- _Task brief_
Please add 11 to every box coordinate in the answers and rewrite everything from the line containing "The image is shown above. Tell me: is there any ceiling" down to the end of the material below.

- _Exercise materials_

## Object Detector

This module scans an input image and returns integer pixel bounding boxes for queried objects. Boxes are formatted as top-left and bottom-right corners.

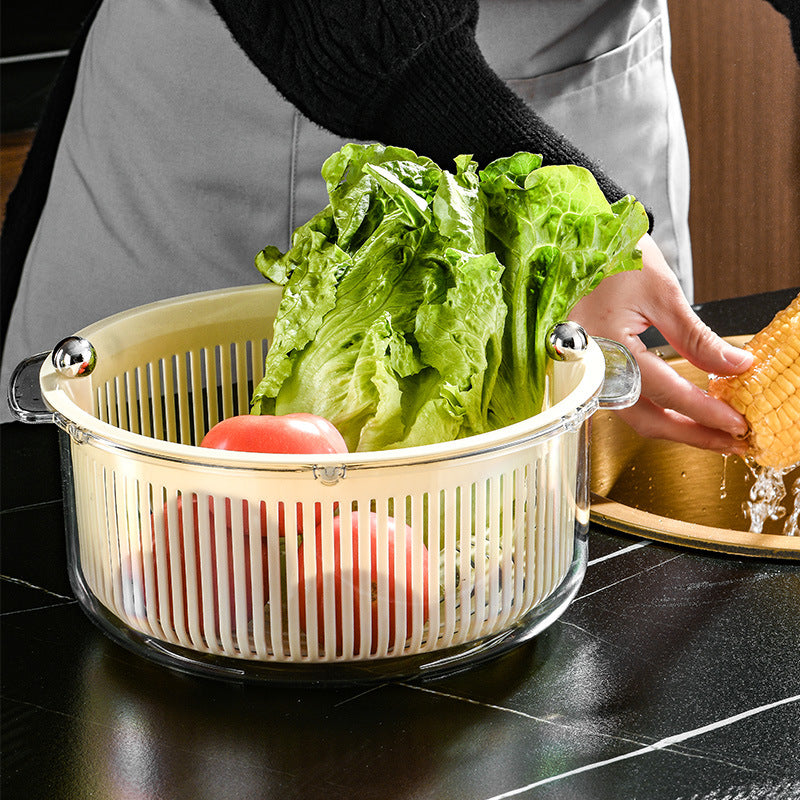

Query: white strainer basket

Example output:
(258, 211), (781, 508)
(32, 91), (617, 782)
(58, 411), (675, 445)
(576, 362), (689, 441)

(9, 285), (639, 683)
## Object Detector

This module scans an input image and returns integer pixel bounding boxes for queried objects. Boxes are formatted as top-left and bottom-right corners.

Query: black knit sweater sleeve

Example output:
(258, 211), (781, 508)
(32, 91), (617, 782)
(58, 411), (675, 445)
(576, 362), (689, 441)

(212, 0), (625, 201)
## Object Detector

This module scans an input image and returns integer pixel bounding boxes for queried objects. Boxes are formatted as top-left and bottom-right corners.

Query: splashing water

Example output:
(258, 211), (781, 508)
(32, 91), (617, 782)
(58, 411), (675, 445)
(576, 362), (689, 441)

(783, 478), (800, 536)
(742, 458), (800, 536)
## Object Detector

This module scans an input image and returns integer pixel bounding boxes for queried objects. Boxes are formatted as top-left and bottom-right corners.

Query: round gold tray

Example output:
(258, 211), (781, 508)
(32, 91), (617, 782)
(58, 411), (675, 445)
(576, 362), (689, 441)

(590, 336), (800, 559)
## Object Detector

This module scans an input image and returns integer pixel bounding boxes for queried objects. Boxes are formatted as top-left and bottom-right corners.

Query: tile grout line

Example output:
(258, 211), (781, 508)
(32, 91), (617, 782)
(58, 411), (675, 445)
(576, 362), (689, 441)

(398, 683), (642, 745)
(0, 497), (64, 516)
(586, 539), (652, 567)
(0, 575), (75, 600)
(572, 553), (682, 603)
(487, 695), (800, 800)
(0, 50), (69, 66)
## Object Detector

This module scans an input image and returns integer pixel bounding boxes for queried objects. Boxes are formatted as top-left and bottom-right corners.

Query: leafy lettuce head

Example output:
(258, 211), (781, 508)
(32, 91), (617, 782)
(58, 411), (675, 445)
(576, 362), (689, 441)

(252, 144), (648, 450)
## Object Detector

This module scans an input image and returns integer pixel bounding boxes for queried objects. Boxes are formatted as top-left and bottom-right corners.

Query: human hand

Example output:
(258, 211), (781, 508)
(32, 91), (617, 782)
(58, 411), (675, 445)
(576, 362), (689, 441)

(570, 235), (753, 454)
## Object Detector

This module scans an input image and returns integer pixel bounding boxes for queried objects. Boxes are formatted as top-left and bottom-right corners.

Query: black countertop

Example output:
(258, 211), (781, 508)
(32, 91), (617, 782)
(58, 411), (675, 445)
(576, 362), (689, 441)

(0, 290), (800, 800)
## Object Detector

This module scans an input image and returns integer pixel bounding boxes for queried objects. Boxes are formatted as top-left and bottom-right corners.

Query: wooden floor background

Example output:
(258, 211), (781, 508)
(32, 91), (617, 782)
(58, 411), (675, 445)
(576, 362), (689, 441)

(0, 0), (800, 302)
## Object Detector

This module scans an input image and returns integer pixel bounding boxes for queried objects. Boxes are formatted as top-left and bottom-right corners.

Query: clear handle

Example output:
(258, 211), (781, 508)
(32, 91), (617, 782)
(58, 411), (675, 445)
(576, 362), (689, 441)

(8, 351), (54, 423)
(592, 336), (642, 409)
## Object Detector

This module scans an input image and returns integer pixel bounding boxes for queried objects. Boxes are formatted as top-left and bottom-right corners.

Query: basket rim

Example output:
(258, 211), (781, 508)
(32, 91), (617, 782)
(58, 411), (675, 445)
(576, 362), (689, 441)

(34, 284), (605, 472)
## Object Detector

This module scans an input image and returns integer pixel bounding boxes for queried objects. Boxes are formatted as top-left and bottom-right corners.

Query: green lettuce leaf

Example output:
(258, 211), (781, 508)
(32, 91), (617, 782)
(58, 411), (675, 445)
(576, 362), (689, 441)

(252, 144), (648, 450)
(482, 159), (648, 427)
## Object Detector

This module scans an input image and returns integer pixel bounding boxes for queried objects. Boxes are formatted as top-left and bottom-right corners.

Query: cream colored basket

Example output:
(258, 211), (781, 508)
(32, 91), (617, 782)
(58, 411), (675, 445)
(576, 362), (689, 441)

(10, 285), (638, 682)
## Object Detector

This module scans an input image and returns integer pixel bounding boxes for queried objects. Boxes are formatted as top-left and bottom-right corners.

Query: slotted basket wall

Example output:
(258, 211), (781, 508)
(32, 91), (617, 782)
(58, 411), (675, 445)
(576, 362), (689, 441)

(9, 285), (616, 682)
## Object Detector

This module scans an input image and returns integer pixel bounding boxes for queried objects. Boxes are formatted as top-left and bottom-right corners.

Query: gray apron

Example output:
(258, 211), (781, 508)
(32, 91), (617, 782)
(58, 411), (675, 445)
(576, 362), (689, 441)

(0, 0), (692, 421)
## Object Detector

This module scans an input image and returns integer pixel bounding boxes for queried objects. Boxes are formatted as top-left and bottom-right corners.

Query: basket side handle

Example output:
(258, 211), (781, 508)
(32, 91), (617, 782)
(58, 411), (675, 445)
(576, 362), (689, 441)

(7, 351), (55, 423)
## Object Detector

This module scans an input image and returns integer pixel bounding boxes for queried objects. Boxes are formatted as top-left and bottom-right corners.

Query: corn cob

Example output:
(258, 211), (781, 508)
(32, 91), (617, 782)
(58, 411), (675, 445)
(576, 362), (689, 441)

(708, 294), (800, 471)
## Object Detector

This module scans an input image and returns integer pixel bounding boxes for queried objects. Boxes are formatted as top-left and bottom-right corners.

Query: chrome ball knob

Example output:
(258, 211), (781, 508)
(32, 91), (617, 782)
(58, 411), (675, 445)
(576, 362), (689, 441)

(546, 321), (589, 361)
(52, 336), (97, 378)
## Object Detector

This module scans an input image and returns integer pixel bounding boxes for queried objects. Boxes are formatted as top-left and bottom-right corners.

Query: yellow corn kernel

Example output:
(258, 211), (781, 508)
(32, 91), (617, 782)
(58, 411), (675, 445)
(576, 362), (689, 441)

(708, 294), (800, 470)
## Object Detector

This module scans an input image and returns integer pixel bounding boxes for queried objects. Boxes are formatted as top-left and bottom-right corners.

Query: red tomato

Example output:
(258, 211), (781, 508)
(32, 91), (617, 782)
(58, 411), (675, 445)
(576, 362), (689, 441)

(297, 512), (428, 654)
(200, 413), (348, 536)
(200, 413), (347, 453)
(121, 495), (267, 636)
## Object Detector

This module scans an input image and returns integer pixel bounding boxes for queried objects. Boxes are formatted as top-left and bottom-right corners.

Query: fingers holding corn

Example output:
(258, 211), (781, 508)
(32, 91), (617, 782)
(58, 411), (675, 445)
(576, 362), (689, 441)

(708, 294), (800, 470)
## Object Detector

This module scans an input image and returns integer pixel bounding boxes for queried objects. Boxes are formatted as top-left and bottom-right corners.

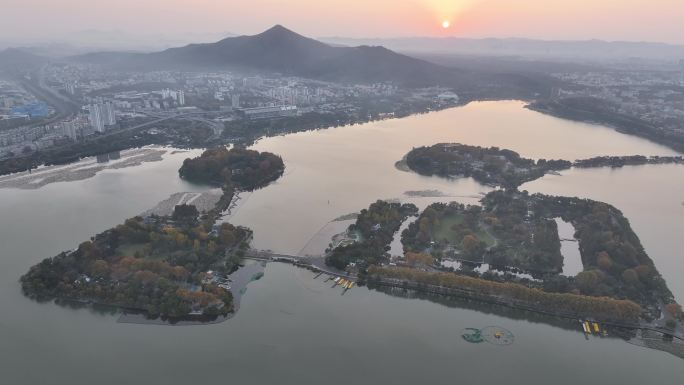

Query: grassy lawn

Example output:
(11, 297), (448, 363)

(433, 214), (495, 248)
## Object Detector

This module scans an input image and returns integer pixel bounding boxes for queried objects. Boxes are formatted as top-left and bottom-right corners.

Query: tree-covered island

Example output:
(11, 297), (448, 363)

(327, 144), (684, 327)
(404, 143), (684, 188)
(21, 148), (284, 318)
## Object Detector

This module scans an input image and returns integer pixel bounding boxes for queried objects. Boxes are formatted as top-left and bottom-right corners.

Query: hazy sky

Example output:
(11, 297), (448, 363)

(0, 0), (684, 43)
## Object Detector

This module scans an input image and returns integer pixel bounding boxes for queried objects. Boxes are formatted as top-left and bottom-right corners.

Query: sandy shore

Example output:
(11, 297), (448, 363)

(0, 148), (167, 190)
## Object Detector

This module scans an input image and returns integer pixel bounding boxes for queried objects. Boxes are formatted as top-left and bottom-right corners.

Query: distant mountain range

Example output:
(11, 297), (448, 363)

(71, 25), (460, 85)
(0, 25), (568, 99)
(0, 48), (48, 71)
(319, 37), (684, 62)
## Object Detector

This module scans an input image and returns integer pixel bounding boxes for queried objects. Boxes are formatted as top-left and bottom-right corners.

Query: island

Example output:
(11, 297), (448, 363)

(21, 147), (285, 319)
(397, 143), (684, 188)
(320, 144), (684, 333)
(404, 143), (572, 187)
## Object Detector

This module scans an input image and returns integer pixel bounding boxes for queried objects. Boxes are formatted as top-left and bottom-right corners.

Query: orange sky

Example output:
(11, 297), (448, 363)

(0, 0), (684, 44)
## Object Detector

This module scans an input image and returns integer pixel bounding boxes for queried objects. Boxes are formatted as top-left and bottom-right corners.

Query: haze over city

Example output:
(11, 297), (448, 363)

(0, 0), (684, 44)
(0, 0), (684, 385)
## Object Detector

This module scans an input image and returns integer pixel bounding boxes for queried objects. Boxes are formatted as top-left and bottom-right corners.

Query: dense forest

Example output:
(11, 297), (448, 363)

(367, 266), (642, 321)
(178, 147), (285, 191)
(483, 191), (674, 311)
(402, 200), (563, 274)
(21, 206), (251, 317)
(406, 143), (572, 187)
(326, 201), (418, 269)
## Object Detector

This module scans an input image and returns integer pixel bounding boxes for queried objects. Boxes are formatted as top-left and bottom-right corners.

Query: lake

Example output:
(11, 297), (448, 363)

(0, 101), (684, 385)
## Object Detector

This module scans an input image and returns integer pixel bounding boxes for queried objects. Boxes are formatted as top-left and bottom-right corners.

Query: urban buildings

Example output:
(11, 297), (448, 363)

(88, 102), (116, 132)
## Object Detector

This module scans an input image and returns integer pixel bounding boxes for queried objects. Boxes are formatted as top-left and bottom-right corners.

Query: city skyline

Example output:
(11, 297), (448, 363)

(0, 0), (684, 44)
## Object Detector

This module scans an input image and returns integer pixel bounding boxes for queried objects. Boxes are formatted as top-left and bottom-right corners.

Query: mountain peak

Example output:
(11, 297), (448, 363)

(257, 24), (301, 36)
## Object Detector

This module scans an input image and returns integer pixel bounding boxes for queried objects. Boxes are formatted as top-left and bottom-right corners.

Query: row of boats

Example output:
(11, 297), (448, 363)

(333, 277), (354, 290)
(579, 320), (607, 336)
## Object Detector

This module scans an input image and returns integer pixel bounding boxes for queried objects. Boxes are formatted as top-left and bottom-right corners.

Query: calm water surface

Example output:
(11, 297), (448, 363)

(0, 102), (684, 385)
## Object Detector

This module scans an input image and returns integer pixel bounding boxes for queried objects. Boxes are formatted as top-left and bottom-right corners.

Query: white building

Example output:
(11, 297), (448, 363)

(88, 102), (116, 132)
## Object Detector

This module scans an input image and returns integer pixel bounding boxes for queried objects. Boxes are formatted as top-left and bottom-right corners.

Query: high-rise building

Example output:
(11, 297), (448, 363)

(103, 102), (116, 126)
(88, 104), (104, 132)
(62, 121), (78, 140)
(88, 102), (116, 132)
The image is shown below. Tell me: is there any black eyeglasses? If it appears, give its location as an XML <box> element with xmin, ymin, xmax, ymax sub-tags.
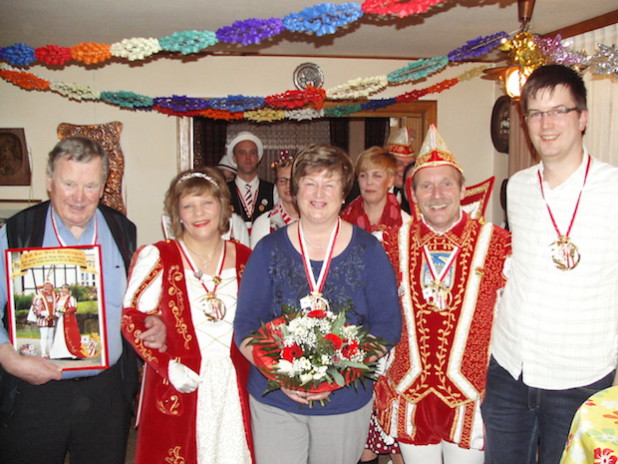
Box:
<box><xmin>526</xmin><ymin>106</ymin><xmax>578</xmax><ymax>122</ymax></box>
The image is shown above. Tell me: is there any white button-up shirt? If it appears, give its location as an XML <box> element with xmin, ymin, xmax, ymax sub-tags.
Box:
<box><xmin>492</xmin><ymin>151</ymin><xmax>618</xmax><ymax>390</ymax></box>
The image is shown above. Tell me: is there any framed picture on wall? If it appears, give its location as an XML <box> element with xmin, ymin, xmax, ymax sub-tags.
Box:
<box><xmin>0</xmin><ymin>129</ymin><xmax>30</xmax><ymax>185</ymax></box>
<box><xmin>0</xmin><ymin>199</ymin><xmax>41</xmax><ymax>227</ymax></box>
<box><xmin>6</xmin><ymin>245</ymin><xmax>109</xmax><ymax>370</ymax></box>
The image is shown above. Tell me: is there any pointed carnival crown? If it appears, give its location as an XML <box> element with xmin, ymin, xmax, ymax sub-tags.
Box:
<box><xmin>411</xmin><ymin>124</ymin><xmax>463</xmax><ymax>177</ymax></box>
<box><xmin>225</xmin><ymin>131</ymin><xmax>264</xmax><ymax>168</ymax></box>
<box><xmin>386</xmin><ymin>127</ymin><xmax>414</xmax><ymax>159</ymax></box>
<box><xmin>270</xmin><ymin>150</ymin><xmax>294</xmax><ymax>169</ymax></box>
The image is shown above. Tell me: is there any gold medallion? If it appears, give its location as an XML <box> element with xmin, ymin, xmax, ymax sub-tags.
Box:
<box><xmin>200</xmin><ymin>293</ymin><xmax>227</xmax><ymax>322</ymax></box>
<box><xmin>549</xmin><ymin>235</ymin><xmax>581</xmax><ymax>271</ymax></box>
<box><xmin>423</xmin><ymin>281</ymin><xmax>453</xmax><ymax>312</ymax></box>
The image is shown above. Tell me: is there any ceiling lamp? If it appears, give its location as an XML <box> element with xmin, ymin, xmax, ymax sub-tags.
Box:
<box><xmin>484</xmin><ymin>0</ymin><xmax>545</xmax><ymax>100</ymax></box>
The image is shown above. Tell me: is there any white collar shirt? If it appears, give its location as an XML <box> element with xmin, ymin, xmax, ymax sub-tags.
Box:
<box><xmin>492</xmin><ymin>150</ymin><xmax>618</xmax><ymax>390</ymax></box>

- _Response_
The image is shown above. Tell me: is there any ceiling lamp? If it appears, give its location as an XML <box> element with xmin, ymin, xmax, ymax sub-tags.
Box:
<box><xmin>495</xmin><ymin>11</ymin><xmax>556</xmax><ymax>111</ymax></box>
The image is shown above. Tell me: is there any white collar shirt? If it appears, give its location as an XML <box> element with xmin, ymin, xmax, ymax sub-tags.
Box:
<box><xmin>503</xmin><ymin>161</ymin><xmax>629</xmax><ymax>401</ymax></box>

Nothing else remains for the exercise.